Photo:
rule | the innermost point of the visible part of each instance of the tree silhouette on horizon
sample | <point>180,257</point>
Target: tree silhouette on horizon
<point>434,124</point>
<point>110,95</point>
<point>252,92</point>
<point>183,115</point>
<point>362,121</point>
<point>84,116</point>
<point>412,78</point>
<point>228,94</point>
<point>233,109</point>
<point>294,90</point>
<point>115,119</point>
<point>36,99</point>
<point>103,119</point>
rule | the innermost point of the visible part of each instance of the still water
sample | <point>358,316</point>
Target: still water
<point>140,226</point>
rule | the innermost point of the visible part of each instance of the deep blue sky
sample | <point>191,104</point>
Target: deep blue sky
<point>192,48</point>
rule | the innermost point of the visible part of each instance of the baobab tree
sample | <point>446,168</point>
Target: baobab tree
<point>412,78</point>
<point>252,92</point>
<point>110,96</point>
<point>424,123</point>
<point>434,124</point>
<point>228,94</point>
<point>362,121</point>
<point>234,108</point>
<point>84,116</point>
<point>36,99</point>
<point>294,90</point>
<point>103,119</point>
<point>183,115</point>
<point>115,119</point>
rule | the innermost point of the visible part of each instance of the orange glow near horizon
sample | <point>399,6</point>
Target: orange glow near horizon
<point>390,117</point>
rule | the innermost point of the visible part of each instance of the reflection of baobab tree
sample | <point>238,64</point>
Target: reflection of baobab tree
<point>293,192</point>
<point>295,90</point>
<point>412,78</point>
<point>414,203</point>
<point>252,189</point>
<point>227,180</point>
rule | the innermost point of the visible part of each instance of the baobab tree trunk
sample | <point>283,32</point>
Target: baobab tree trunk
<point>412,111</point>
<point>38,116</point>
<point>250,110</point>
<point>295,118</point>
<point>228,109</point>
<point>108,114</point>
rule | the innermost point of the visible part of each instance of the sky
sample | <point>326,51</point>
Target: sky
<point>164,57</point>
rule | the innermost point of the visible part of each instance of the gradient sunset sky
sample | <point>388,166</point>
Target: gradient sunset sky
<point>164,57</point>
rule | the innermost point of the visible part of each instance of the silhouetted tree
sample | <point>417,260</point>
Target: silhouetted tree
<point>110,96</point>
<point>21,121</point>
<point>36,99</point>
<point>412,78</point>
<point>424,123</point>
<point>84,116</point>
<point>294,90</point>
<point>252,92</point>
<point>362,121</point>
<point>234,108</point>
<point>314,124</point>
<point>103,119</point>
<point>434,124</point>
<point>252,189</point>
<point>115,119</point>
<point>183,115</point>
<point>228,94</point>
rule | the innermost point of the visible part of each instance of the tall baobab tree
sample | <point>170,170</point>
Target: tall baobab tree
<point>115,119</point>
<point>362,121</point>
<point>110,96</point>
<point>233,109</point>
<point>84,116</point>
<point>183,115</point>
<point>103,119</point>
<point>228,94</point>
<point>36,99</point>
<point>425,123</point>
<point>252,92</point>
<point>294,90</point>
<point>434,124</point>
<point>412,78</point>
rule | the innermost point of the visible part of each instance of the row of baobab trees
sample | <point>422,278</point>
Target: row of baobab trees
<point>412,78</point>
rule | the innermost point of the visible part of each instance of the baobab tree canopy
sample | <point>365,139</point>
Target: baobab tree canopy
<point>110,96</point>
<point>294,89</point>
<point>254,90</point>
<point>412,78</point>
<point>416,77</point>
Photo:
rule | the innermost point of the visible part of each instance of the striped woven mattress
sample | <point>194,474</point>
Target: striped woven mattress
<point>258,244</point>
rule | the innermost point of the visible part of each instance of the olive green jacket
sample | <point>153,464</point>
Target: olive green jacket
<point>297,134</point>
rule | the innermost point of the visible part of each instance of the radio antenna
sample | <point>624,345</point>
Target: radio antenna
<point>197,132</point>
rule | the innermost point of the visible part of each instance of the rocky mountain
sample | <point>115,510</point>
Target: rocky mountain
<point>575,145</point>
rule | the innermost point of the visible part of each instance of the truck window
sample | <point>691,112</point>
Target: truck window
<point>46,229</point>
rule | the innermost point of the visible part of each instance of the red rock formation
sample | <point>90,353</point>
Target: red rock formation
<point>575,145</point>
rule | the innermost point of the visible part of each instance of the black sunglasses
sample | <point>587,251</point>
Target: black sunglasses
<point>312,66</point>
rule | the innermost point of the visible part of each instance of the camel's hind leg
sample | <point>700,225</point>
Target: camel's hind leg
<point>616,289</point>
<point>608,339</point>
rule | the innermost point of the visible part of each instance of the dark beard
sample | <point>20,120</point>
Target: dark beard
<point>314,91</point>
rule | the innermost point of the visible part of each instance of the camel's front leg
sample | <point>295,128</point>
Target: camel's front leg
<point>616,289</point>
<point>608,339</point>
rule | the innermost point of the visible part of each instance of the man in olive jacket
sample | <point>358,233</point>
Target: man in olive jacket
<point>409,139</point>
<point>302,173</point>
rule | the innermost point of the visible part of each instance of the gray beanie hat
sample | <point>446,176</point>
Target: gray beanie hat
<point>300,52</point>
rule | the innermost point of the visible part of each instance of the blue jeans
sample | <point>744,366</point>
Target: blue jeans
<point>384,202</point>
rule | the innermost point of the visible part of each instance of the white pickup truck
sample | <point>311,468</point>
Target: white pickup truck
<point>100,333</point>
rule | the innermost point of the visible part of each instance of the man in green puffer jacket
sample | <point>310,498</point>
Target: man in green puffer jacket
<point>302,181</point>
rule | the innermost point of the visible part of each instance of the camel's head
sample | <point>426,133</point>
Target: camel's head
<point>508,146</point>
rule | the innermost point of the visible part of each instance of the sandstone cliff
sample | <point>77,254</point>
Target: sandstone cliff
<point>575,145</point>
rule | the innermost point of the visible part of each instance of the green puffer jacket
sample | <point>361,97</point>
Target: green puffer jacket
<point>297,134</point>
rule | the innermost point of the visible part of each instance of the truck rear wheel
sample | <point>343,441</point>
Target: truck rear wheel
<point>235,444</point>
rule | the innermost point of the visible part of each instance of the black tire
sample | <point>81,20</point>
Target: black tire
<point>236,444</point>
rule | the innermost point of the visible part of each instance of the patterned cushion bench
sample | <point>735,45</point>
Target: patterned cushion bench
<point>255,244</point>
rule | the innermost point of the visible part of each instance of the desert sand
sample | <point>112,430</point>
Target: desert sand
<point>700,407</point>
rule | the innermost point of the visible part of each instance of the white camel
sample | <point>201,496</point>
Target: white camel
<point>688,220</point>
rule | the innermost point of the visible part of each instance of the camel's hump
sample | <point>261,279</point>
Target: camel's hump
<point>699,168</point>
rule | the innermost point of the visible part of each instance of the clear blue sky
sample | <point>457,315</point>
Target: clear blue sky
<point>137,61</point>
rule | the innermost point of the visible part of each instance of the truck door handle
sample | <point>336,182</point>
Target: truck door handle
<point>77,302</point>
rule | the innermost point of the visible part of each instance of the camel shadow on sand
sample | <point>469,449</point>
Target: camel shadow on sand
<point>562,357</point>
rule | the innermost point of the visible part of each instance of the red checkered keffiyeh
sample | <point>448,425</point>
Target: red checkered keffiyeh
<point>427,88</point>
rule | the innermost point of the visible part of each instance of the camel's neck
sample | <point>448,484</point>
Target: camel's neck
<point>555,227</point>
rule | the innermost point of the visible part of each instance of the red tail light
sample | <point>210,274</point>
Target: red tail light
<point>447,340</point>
+++++
▶ INSTRUCTIONS TO FOLLOW:
Revise the records so that every occurrence of "innermost point" reads "central point" instead. Keep every other line and character unchanged.

▶ SOLUTION FOR THIS PROBLEM:
Photo:
rule | the central point of the visible part of each instance of the tree silhouette on horizon
sample | <point>180,257</point>
Target: tree silhouette on horizon
<point>434,124</point>
<point>110,95</point>
<point>252,92</point>
<point>183,115</point>
<point>362,121</point>
<point>84,116</point>
<point>412,78</point>
<point>228,94</point>
<point>233,109</point>
<point>294,90</point>
<point>115,119</point>
<point>36,99</point>
<point>103,119</point>
rule | the central point of the visible part of each instance of the still water
sample | <point>358,316</point>
Target: still water
<point>140,226</point>
rule | the central point of the visible part of each instance of the deep blue sky
sample | <point>191,104</point>
Target: deep blue sky
<point>192,48</point>
rule | the central point of the visible part of each instance of the baobab tree
sample | <point>446,168</point>
Target: baobab tree
<point>412,78</point>
<point>252,92</point>
<point>110,96</point>
<point>424,123</point>
<point>434,124</point>
<point>228,94</point>
<point>362,121</point>
<point>234,108</point>
<point>84,116</point>
<point>36,99</point>
<point>294,90</point>
<point>103,119</point>
<point>183,115</point>
<point>115,119</point>
rule | the central point of the visible part of each instance of the orange glow near horizon
sample | <point>399,6</point>
Target: orange glow near horizon
<point>390,117</point>
rule | the central point of the visible part of each instance of the reflection of baobab tree
sample | <point>238,64</point>
Target: reflection of baobab tree
<point>293,192</point>
<point>295,90</point>
<point>412,78</point>
<point>414,203</point>
<point>252,189</point>
<point>227,180</point>
rule | the central point of the visible part of each instance of the baobab tree trunk
sample | <point>283,32</point>
Target: baobab tree trunk
<point>412,111</point>
<point>38,116</point>
<point>250,110</point>
<point>295,118</point>
<point>228,109</point>
<point>108,114</point>
rule | the central point of the visible part of each instance of the sky
sample | <point>326,51</point>
Target: sky
<point>164,57</point>
rule | the central point of the visible part of each instance of the gradient sunset sky
sample | <point>388,166</point>
Target: gradient sunset sky
<point>164,57</point>
rule | the central point of the visible part of each instance of the silhouetted tree
sample | <point>417,260</point>
Target: silhouetted tree
<point>110,96</point>
<point>21,121</point>
<point>36,99</point>
<point>412,78</point>
<point>424,123</point>
<point>84,116</point>
<point>294,90</point>
<point>252,92</point>
<point>362,121</point>
<point>234,108</point>
<point>314,124</point>
<point>103,119</point>
<point>434,124</point>
<point>252,189</point>
<point>115,119</point>
<point>183,115</point>
<point>228,94</point>
rule | the central point of the visible part of each instance of the tall baobab tree
sample | <point>170,170</point>
Target: tall baobab tree
<point>115,119</point>
<point>362,121</point>
<point>110,96</point>
<point>233,109</point>
<point>84,116</point>
<point>183,115</point>
<point>103,119</point>
<point>228,94</point>
<point>36,99</point>
<point>425,123</point>
<point>252,92</point>
<point>294,90</point>
<point>434,124</point>
<point>412,78</point>
rule | the central point of the visible part of each instance of the row of baobab trees
sample | <point>422,278</point>
Target: row of baobab trees
<point>412,78</point>
rule | the central point of the visible part of each instance of the baobab tree canopy
sample | <point>365,139</point>
Target: baobab tree canopy
<point>110,96</point>
<point>294,89</point>
<point>254,90</point>
<point>412,78</point>
<point>416,77</point>
Photo:
rule | the central point of the visible part of each instance of the striped woven mattress
sample | <point>194,474</point>
Target: striped woven mattress
<point>258,244</point>
rule | the central point of the visible part of each instance of the olive green jacket
sample | <point>153,464</point>
Target: olive green jacket
<point>297,134</point>
rule | the central point of the visible part of each instance of the radio antenna
sample | <point>624,345</point>
Target: radio antenna
<point>197,132</point>
rule | the central point of the visible part of each instance of the rocky mountain
sample | <point>115,510</point>
Target: rocky mountain
<point>575,145</point>
rule | the central point of the visible part of each instance of the truck window
sample | <point>691,112</point>
Target: truck window
<point>46,229</point>
rule | the central point of the visible part of each instance of the red rock formation
sample | <point>90,353</point>
Target: red rock formation
<point>575,145</point>
rule | the central point of the visible part of each instance of the black sunglasses
sample | <point>587,251</point>
Target: black sunglasses
<point>312,66</point>
rule | the central point of the visible part of each instance of the camel's hind leg
sample | <point>700,225</point>
Target: camel's hind leg
<point>616,289</point>
<point>608,339</point>
rule | the central point of the visible part of each instance of the dark beard
sample | <point>20,120</point>
Target: dark beard
<point>314,91</point>
rule | the central point of the visible part of each instance of the camel's front leg
sample | <point>295,128</point>
Target: camel's front leg
<point>616,289</point>
<point>608,339</point>
rule | the central point of the visible part of each instance of the man in olive jacket
sample | <point>358,233</point>
Target: man in olive jacket
<point>409,139</point>
<point>302,173</point>
rule | the central point of the visible part of each instance of the gray beanie hat
sample | <point>446,176</point>
Target: gray beanie hat
<point>300,52</point>
rule | the central point of the visible part of each instance of the blue jeans
sample | <point>744,366</point>
Target: blue jeans
<point>384,202</point>
rule | the central point of the visible part of each instance of the white pickup truck
sample | <point>311,468</point>
Target: white pickup truck
<point>100,333</point>
rule | the central point of the visible part of each instance of the man in green puffer jacket
sample | <point>310,498</point>
Target: man in green puffer jacket
<point>302,181</point>
rule | the central point of the visible part of each instance of the camel's head
sample | <point>426,133</point>
Target: camel's head
<point>508,146</point>
rule | the central point of the visible part of each instance of the sandstone cliff
sample | <point>77,254</point>
Target: sandstone cliff
<point>575,145</point>
rule | the central point of the visible part of each instance of the green puffer jacket
sample | <point>361,97</point>
Target: green puffer jacket
<point>297,134</point>
rule | the central point of the visible part of each instance of the truck rear wheel
sample | <point>343,441</point>
Target: truck rear wheel
<point>235,444</point>
rule | the central point of the visible part of each instance of the black tire
sample | <point>81,20</point>
Target: black tire
<point>236,444</point>
rule | the central point of the visible part of each instance of the patterned cushion bench
sample | <point>735,45</point>
Target: patterned cushion bench
<point>255,244</point>
rule | the central point of the visible part of each instance of the desert sand
sample | <point>112,430</point>
Target: desert sand
<point>700,407</point>
rule | the central point of the visible part of each instance of the white camel
sample | <point>201,496</point>
Target: white camel
<point>688,220</point>
rule | the central point of the visible part of each instance of the camel's hump
sample | <point>261,279</point>
Target: camel's hump
<point>699,168</point>
rule | the central point of the visible part of each instance of the clear blue sky
sample | <point>457,315</point>
Target: clear blue sky
<point>137,61</point>
rule | the central point of the visible part of each instance of the truck door handle
sample | <point>336,182</point>
Target: truck door handle
<point>77,302</point>
rule | the central point of the visible part of each instance of the camel shadow on sand
sample | <point>469,449</point>
Target: camel shadow on sand
<point>562,357</point>
rule | the central point of the visible part of each instance of the red checkered keffiyeh
sample | <point>448,425</point>
Target: red checkered keffiyeh
<point>427,88</point>
rule | the central point of the visible part of each instance of the camel's neck
sample | <point>448,484</point>
Target: camel's neck
<point>555,227</point>
rule | the central point of the visible part of each instance of the red tail light
sample | <point>210,274</point>
Target: red tail light
<point>447,340</point>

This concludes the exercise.